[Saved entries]
*****

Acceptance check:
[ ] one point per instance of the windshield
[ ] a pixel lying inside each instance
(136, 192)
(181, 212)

*****

THE TASK: Every entry above should be transcribed exactly as it appears.

EXERCISE OUTPUT:
Acceptance check:
[ ] one point per instance of the windshield
[ ] a pixel lying inside each instance
(136, 192)
(181, 212)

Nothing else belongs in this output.